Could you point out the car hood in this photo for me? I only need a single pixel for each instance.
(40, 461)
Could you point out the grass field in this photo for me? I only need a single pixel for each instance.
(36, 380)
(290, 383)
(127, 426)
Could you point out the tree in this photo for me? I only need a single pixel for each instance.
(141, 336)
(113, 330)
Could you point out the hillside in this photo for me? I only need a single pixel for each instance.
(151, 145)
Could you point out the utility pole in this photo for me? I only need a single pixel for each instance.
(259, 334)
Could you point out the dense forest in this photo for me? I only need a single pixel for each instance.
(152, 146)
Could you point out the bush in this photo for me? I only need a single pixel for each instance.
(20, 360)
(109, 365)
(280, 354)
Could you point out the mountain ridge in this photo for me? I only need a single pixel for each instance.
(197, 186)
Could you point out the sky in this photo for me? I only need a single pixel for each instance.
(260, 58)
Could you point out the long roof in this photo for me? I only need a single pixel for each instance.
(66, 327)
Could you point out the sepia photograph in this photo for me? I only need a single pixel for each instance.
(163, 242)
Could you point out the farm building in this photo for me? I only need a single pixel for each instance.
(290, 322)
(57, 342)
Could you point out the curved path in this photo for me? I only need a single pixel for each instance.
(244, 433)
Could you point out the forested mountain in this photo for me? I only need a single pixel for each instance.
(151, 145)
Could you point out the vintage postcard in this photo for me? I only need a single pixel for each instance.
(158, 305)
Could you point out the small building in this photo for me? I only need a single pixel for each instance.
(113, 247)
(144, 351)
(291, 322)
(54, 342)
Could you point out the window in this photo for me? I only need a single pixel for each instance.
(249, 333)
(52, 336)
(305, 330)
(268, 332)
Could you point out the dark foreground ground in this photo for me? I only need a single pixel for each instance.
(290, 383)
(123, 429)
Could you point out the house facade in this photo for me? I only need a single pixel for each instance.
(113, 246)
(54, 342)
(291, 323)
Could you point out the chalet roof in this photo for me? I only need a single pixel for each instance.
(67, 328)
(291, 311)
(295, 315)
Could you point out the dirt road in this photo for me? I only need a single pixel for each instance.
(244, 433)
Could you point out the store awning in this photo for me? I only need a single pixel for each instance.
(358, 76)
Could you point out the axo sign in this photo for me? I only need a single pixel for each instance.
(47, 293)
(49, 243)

________________________________________

Brief:
Repeat every entry exactly as written above.

Written response:
Could you point out the car hood in this photo for me? I only need a single pixel for each instance.
(40, 461)
Could you point out the grass field in this photo for me? I only need a single pixel for each instance.
(36, 380)
(290, 383)
(127, 426)
Could you point out the tree in this photo for me? I only need a single pixel for each instance.
(141, 336)
(113, 330)
Could you point out the hillside in this photo for me? I only need a single pixel for each instance.
(151, 145)
Could you point out the utility pole in this photo for me? I only need a single pixel for each instance.
(259, 334)
Could you point out the dense forest in this photo for me? I only need a single pixel for each instance.
(152, 146)
Could you point out the bush in this photo for me? I only need a single pixel for each instance.
(20, 360)
(109, 365)
(280, 354)
Could you point out the mountain ridge in this photo for me? I only need a single pixel for each instance.
(197, 186)
Could you point out the sky in this photo for me? I only need a single pixel for each instance.
(260, 58)
Could you point out the long roof in this photo for me? I only need a single pixel for each instance.
(66, 327)
Could you point out the sepia photograph in this photo for me? I only need a single pixel for each instance.
(163, 242)
Could you point out the farm building in this photo for me? I only need a single pixel for each instance.
(290, 322)
(57, 342)
Could you point out the curved path in this photo for me? I only need a single pixel for each instance.
(244, 433)
Could you point out the forested mountain in this photo for me? I only need a single pixel for each instance.
(151, 145)
Could you point out the vintage postcard in this photo for me? I only need a single pixel for each instance.
(158, 305)
Could you point out the small building in this photo for me? I only need a single pixel for each instance.
(113, 247)
(144, 351)
(291, 322)
(54, 342)
Could you point out the window in this photo for me? I only need a single pixel for each instance.
(249, 333)
(52, 336)
(305, 330)
(268, 332)
Could you point out the dark foreground ground in this photo for me? I only need a single pixel for each instance.
(290, 383)
(123, 429)
Could you point out the house facade in this photo for me? I only need a single pixel for each instance.
(113, 246)
(54, 342)
(291, 323)
Could you point out the chalet roof in this photo for me? I only need a single pixel for each instance.
(67, 328)
(291, 311)
(295, 315)
Could you point out the dirt road in this photo for me? I only need a single pixel for each instance.
(244, 433)
Could you point out the store awning in this photo for me? I only need a single pixel for each instance.
(358, 76)
Could you point out the axo sign in this photo for me? I only need a single pixel for each instance.
(47, 293)
(49, 243)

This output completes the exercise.